# [YOUR OBJECTIVE]
In the text on correlating structured and unstructured data, which component of the data server coordinates access to data in both kinds of collections?

# [DOCUMENT TEXT]

Start of Block

Examples of analytics include any one or combination of the following: processing of the structured and unstructured data to retrieve a subset of data in response to a criterion or criteria in a search request; marketing analysis to determine a strategy for a marketing campaign; sentiment analysis to determine positive or negative user sentiment expressed with respect to an offering (e.g. product or service) of an enterprise; determining rankings of offerings; detecting fraud patterns; and so forth.

FIG. 1 illustrates an example arrangement that includes structured data collections 101 and 102 and various unstructured data collections 104 and 106. The various unstructured data collections 104 and 106 can represent data collections for different types of unstructured data. For example, the unstructured data collection 104 can be a data collection for an email server that stores email messages. The unstructured data collection 106 can store social media messages. In further examples, other unstructured data collections can be provided. In alternative examples, the various types of unstructured data can be combined into one collection. In other examples, just one structured data collection and one unstructured data collection can be provided.

The structured data collection 101 or 102 can include a relational database that has relational tables according to predefined data models (or schemas). On the other hand, the unstructured data collections 104 and 106 have data items that do not have corresponding data models, but rather, can have many different formats and structures (e.g. free-form text, images, video, etc).

The various data collections 101, 102, 104, and 106 can be stored in one or multiple storage subsystems, which can be implemented with storage devices such as disk-based storage devices or solid state storage devices.

The data collections 101, 102, 104, and 106 are accessible by a data server 108, which can be implemented as a server computer or a collection of server computers. The data server 108 provides users the ability to extract meaning and act on various different forms of data, including the structured and unstructured data in the data collections 101, 102, 104, and 106.

In accordance with some implementations, the data server 108 includes a processing engine 110 that is able to coordinate the access of data in the structured and unstructured data collections 101, 102, 104, and 106. The processing engine 110 can be implemented with machine-readable instructions that are executable in the data server 108. The processing engine 110 is able correlate the structured and unstructured data, and based on such correlation, responsive data can be retrieved from both the structured and unstructured data collections in a coordinated manner. The retrieved data can be subject to further analytics, either by the processing engine 110 or by another module (not shown), which can be part of the data server 108 or part of a different server.

The data server 108 can be connected to a data network 112, which can be an enterprise network (a private network of an enterprise) and/or a public network such as the Internet. Client devices 114 are connected to the network 112, and the client devices 114 are able to access the data server 108 to invoke functionalities of the processing engine 110. Examples of the client devices 114 include computers (e.g. notebook computers, desktop computers, tablet computers, etc.), smartphones, personal digital assistants, game appliances, and so forth.

FIG. 2 is a flow diagram of a process 200 according to some implementations. The process 200 can be performed by the processing engine 110, for example. The process 200 includes determining (at 202) correlative patterns in structured data in a first data collection and in unstructured data in a second data collection. In some implementations, the determination of correlative patterns (referred to as “correlating” or “correlation” in this discussion) includes finding a first pattern in the structured data and a second pattern in the unstructured data, and determining a degree of similarity between the first and second patterns. Generally, patterns found in different data collections may not match exactly. As a result, techniques or mechanisms according to some implementations determine degrees of similarity based on how close (conceptually) the patterns are to each other conceptually. For example, consider the phrase “low-drag wing design expert” as compared to “high-efficiency aerofoil designer.” These words do not match exactly, but they express similar ideas. Techniques or mechanisms according to some implementations can thus determine conceptual distances between different patterns, such as the text strings above.

End of Block

# [INFORMATION SUPPLIED]
Start of Block

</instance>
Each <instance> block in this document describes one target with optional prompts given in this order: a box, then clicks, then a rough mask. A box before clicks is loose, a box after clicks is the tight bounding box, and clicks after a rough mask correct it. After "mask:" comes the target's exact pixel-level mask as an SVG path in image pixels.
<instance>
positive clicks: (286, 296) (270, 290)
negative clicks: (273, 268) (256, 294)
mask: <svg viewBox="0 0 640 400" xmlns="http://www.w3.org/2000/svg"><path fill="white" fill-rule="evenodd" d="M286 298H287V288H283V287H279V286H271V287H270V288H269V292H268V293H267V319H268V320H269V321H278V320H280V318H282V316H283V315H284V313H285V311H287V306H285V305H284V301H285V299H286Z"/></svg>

End of Block

# [RESPONSE]
The processing engine 110